#### [TASK GOAL]
Count the lines of the records below that contain the string "mountain", treating uppercase and lowercase as different, and give only the number.

#### [EXTRACTED INFORMATION]
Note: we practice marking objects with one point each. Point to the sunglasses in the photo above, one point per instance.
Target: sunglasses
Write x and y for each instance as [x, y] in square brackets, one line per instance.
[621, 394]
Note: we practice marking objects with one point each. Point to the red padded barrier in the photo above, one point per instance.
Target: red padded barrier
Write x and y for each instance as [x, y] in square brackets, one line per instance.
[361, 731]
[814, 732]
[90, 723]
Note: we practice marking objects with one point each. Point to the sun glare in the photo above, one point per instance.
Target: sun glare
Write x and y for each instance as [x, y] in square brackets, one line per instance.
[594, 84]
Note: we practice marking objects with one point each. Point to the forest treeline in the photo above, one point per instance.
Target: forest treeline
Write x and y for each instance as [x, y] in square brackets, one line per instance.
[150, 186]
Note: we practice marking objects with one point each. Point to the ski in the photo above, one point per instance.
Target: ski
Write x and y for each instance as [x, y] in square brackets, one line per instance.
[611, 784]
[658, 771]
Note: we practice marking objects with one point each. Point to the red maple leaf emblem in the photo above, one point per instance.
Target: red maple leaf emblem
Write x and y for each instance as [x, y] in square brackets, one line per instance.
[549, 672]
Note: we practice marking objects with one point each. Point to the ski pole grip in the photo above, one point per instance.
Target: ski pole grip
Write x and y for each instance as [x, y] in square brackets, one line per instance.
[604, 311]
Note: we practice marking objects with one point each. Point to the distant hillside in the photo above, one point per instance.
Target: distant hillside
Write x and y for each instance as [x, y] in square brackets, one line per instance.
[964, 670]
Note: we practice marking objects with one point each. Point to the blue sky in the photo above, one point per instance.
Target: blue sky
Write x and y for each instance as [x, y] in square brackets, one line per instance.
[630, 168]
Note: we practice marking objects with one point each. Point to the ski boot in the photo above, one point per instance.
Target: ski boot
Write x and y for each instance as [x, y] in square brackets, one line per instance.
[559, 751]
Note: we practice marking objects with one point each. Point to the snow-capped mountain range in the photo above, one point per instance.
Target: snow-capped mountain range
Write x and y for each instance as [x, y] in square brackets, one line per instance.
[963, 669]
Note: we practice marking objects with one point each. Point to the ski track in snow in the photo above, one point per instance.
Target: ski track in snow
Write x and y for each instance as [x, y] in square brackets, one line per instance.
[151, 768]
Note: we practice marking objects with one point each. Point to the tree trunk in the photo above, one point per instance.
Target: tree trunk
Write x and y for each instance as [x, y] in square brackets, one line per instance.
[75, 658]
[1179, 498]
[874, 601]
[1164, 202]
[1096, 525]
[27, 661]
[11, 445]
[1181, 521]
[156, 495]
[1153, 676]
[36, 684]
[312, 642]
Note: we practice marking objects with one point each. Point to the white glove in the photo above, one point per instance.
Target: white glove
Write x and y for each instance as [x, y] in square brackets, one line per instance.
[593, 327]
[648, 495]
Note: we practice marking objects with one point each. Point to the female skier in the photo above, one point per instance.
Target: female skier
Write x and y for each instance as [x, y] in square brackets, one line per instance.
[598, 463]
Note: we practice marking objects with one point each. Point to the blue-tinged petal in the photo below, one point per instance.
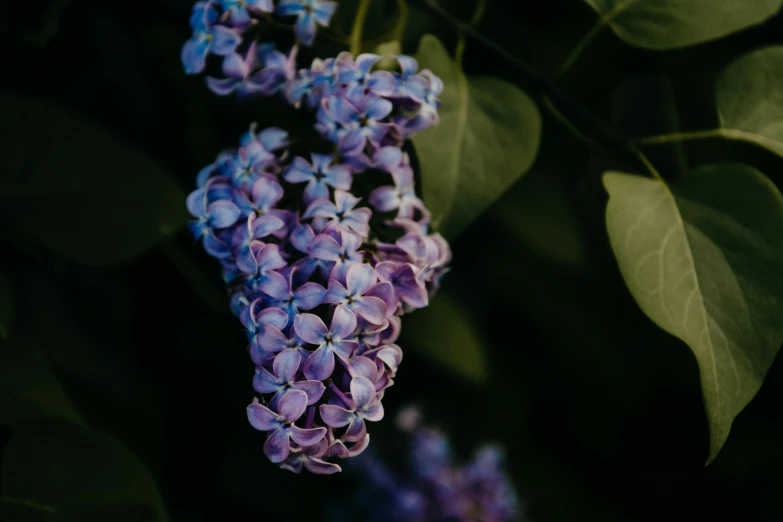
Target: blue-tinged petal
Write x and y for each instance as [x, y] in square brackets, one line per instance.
[335, 416]
[261, 6]
[197, 228]
[377, 108]
[371, 308]
[315, 190]
[273, 138]
[324, 247]
[265, 225]
[320, 365]
[266, 191]
[382, 83]
[265, 382]
[343, 321]
[289, 8]
[352, 142]
[360, 278]
[261, 417]
[313, 389]
[272, 339]
[196, 203]
[362, 392]
[194, 54]
[304, 28]
[301, 237]
[309, 295]
[338, 176]
[225, 40]
[310, 328]
[274, 284]
[215, 247]
[373, 412]
[277, 446]
[222, 86]
[274, 317]
[222, 214]
[292, 405]
[286, 365]
[323, 11]
[308, 437]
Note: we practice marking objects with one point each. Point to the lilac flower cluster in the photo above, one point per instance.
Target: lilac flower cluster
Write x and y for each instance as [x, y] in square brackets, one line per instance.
[318, 279]
[318, 292]
[358, 107]
[434, 489]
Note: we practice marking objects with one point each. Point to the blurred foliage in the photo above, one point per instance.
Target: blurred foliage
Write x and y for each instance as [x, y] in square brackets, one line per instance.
[600, 411]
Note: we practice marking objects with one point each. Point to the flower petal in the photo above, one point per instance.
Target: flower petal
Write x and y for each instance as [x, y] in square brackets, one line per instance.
[261, 417]
[286, 365]
[292, 405]
[307, 437]
[335, 416]
[360, 278]
[362, 392]
[310, 328]
[320, 365]
[277, 446]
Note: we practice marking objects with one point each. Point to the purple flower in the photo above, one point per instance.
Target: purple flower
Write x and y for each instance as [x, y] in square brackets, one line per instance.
[341, 213]
[306, 297]
[312, 459]
[360, 280]
[262, 70]
[319, 175]
[340, 256]
[206, 38]
[239, 11]
[312, 329]
[359, 116]
[366, 406]
[309, 13]
[356, 78]
[282, 379]
[210, 215]
[281, 423]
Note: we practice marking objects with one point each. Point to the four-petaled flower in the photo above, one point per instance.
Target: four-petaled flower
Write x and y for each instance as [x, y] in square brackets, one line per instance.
[309, 13]
[312, 329]
[366, 406]
[281, 379]
[356, 295]
[281, 424]
[319, 175]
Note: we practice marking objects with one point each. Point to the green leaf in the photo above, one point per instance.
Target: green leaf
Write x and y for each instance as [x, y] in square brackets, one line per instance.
[57, 463]
[749, 97]
[705, 262]
[668, 24]
[487, 138]
[6, 305]
[28, 387]
[445, 333]
[78, 189]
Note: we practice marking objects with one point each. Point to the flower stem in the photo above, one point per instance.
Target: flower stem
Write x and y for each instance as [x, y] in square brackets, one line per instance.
[358, 26]
[27, 503]
[679, 136]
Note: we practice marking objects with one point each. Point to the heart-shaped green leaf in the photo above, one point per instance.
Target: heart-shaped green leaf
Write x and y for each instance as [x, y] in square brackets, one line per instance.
[487, 138]
[668, 24]
[705, 262]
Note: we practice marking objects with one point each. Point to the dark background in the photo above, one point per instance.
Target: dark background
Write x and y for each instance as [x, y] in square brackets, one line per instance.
[600, 412]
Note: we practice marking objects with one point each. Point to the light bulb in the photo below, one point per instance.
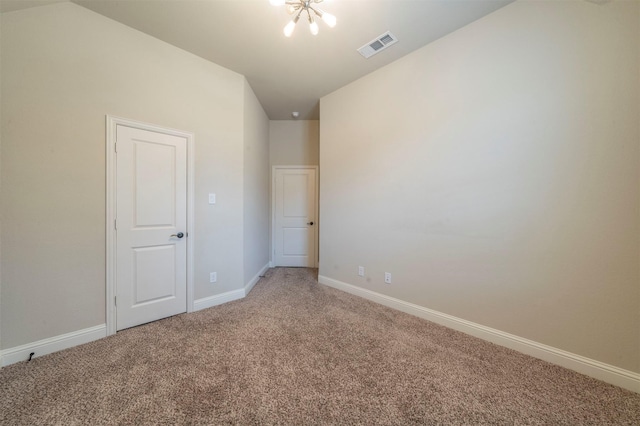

#### [SOLUTION TO THIS EXERCISE]
2